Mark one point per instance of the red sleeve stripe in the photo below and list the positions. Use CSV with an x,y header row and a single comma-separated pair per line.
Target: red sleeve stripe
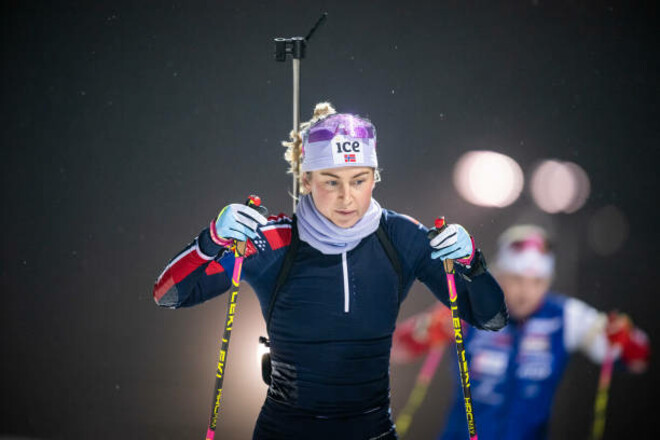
x,y
182,266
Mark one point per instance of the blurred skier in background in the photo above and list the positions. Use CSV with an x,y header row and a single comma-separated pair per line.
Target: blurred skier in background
x,y
515,372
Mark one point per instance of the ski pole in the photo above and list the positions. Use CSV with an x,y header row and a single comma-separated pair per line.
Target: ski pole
x,y
297,48
604,380
458,333
239,252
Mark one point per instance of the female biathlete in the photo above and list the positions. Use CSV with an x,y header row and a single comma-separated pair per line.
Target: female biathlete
x,y
330,281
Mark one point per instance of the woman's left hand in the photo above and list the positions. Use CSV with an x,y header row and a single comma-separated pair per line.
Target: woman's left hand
x,y
453,243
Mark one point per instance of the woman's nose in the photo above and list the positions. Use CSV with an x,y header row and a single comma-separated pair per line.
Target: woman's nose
x,y
345,191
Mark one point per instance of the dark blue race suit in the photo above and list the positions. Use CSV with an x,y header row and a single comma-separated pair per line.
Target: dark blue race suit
x,y
331,326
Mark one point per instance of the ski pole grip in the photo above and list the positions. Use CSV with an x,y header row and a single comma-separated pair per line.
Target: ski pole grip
x,y
439,225
254,202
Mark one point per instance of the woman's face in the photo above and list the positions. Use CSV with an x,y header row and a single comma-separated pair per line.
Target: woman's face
x,y
523,294
343,194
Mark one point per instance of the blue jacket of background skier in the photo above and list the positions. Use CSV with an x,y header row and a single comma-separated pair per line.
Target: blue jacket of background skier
x,y
331,327
514,374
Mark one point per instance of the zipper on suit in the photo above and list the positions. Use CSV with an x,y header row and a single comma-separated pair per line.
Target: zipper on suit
x,y
344,265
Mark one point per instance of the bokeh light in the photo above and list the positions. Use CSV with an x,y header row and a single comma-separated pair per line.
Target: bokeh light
x,y
558,186
487,178
608,230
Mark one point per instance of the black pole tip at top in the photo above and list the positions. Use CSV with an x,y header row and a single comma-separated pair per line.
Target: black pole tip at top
x,y
296,46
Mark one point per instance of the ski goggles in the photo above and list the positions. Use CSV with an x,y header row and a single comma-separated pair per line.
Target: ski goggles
x,y
526,251
339,140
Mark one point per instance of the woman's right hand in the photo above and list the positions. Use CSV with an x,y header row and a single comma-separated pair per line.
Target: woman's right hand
x,y
236,222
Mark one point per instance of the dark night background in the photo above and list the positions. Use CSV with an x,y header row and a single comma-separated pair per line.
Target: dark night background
x,y
127,126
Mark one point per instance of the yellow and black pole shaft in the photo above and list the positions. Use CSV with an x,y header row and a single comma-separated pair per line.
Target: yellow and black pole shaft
x,y
448,265
239,252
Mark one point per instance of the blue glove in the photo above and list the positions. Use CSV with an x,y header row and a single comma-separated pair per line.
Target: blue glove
x,y
453,243
236,222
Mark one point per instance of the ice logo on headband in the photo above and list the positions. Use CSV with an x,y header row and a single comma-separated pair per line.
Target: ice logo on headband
x,y
346,150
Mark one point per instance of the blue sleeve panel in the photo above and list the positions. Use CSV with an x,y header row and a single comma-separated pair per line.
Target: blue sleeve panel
x,y
481,300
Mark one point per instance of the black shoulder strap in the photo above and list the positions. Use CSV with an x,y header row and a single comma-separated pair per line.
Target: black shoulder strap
x,y
289,257
391,254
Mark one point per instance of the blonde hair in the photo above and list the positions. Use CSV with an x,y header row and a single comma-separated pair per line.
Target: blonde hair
x,y
293,146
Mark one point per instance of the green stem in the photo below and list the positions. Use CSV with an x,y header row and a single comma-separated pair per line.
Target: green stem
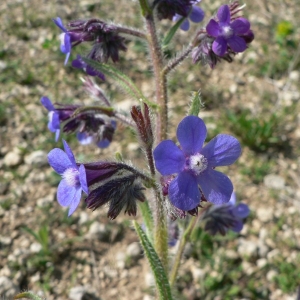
x,y
184,239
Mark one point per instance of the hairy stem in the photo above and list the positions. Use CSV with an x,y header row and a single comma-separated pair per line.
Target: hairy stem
x,y
184,239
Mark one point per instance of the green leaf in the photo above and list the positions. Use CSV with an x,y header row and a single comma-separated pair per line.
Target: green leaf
x,y
196,104
161,279
27,295
124,81
171,33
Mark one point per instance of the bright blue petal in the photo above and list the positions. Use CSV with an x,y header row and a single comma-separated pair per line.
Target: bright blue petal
x,y
241,211
184,192
82,179
169,159
59,160
46,102
216,187
197,14
70,154
220,46
65,193
213,28
224,14
237,44
223,150
75,201
191,134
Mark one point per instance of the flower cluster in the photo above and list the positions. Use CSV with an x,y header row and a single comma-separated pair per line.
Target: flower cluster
x,y
90,126
225,35
106,41
194,165
99,181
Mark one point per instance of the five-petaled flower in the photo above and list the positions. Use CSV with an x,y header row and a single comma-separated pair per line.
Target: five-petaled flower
x,y
221,218
194,165
196,15
228,32
73,181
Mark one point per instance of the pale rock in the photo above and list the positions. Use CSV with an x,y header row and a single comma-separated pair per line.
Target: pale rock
x,y
274,181
262,262
265,214
247,248
7,288
134,250
37,158
12,159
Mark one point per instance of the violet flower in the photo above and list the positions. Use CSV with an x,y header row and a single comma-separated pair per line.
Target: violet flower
x,y
73,181
221,218
194,165
227,32
196,15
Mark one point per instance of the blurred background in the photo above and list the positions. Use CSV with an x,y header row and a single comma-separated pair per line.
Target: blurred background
x,y
255,98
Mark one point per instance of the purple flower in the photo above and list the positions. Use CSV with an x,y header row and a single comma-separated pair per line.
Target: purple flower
x,y
80,64
228,32
73,177
194,165
53,116
89,125
196,15
220,218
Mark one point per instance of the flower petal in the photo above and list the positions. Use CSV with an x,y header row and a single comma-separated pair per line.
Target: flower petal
x,y
241,211
223,150
197,14
70,154
59,160
65,193
191,134
224,14
82,179
219,46
169,159
213,28
184,192
185,26
46,102
237,44
75,201
240,26
216,186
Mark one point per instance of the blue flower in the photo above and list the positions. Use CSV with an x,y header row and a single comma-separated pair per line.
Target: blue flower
x,y
221,218
73,181
195,164
228,32
195,15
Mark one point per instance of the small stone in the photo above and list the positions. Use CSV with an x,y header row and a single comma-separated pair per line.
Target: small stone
x,y
99,231
134,250
274,181
12,159
37,158
7,288
265,214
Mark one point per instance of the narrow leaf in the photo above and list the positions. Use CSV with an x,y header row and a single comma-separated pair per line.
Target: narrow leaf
x,y
124,81
172,32
161,279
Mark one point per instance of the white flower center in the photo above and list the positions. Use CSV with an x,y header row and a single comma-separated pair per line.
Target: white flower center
x,y
227,31
198,163
71,176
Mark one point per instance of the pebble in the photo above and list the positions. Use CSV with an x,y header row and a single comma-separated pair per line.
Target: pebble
x,y
12,159
134,250
7,288
37,158
274,181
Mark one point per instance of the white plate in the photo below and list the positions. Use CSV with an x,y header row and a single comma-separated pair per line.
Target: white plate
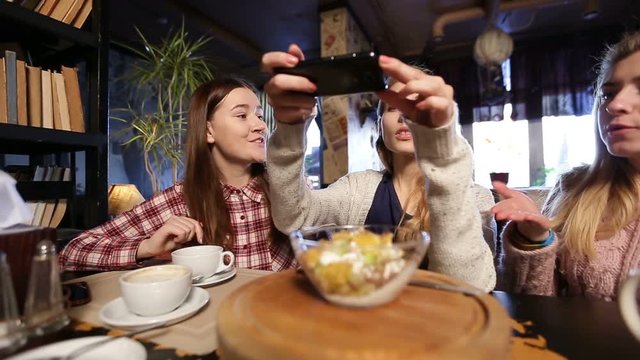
x,y
219,277
115,312
122,348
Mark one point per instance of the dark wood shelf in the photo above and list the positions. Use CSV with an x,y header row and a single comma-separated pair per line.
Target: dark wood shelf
x,y
45,190
15,18
45,42
17,139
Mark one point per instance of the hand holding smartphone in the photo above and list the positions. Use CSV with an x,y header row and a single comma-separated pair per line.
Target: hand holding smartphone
x,y
338,75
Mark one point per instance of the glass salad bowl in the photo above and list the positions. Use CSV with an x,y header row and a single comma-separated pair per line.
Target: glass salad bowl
x,y
359,265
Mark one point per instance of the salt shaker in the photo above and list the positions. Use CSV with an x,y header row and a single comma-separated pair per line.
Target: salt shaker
x,y
12,335
44,307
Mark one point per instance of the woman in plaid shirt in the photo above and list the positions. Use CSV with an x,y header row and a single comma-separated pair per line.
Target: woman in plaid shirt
x,y
221,201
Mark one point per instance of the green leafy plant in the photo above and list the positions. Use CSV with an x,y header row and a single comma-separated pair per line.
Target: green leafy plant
x,y
167,72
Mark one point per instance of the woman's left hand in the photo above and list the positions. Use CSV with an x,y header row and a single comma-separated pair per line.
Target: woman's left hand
x,y
424,99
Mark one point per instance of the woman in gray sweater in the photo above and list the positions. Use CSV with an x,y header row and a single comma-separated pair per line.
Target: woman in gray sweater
x,y
428,179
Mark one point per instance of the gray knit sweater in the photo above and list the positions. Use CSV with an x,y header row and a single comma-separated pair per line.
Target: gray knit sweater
x,y
457,248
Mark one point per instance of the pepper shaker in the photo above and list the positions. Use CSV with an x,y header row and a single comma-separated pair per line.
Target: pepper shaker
x,y
44,307
12,335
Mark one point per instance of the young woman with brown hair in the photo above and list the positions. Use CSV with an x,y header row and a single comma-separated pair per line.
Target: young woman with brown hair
x,y
221,201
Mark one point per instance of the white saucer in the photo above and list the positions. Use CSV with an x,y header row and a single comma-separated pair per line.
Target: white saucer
x,y
115,312
122,348
219,277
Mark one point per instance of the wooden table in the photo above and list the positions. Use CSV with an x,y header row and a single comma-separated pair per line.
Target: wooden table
x,y
543,327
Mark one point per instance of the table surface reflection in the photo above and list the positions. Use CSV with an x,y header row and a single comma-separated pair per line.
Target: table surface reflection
x,y
573,328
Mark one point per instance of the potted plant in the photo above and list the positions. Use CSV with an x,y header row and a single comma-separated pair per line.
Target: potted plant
x,y
167,73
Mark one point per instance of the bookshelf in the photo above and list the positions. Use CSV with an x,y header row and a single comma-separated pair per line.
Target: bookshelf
x,y
48,43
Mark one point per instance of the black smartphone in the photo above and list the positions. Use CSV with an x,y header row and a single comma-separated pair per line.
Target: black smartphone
x,y
344,74
76,294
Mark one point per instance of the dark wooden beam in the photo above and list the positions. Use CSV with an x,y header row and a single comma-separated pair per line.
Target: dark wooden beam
x,y
208,25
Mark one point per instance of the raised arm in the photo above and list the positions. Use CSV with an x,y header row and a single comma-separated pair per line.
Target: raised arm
x,y
458,247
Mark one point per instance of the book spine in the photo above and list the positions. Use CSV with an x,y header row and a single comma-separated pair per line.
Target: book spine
x,y
12,86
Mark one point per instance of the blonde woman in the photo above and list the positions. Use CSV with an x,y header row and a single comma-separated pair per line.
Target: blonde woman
x,y
427,183
587,237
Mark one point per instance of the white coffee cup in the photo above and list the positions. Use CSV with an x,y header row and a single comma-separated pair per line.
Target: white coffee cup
x,y
204,260
628,302
155,290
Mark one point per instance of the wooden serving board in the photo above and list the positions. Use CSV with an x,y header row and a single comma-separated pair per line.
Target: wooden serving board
x,y
281,316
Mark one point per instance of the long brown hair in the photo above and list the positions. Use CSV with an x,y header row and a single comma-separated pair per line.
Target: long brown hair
x,y
594,202
203,189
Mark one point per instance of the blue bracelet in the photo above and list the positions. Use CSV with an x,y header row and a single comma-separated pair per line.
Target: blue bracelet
x,y
530,242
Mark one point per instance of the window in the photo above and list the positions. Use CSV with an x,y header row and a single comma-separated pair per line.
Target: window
x,y
312,156
569,141
501,146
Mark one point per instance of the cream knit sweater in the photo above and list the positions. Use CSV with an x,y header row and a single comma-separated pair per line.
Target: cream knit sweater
x,y
457,248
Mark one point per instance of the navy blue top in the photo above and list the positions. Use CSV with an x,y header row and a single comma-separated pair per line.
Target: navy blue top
x,y
386,208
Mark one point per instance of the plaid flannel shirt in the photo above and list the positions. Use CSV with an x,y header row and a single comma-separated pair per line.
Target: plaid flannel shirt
x,y
114,244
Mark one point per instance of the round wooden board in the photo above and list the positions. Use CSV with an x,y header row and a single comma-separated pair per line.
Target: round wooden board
x,y
281,316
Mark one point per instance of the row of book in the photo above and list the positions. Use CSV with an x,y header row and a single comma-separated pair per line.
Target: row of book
x,y
72,12
32,96
45,213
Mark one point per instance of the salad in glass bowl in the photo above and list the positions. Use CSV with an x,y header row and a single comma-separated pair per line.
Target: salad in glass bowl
x,y
359,265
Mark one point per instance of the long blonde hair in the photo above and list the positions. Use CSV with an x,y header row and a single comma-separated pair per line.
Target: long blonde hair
x,y
420,219
594,202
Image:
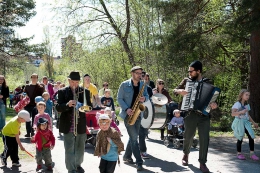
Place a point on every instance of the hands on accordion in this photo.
(200, 96)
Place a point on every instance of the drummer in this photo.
(160, 89)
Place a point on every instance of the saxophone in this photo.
(137, 107)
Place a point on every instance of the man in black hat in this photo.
(126, 97)
(74, 133)
(194, 119)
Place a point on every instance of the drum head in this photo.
(147, 119)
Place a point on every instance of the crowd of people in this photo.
(50, 100)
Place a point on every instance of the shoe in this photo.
(80, 169)
(39, 167)
(254, 157)
(49, 168)
(130, 161)
(204, 168)
(27, 136)
(139, 167)
(3, 161)
(185, 161)
(144, 155)
(241, 157)
(16, 163)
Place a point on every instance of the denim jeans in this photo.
(74, 150)
(142, 134)
(2, 115)
(132, 145)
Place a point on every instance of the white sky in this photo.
(36, 24)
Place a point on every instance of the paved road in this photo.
(221, 158)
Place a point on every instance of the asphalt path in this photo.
(221, 157)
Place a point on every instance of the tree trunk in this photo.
(254, 81)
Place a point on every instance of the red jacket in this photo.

•••

:: What to produce ::
The word to find is "below". Copy every line of the data that holds it.

:: Response area ::
Mark one point per instance of the red sleeve stripe in the photo below and list the positions. Use CSV with an x,y header row and a single comma-separated pair per line.
Mark one point per instance of the green stem in the photo below and list the positions. Use CSV with an x,y header row and a single comma-separated pair per line.
Mark one point per instance of the white plate in the photo below and list the positions. Use CSV with an x,y header row and a single comma-separated pair per line.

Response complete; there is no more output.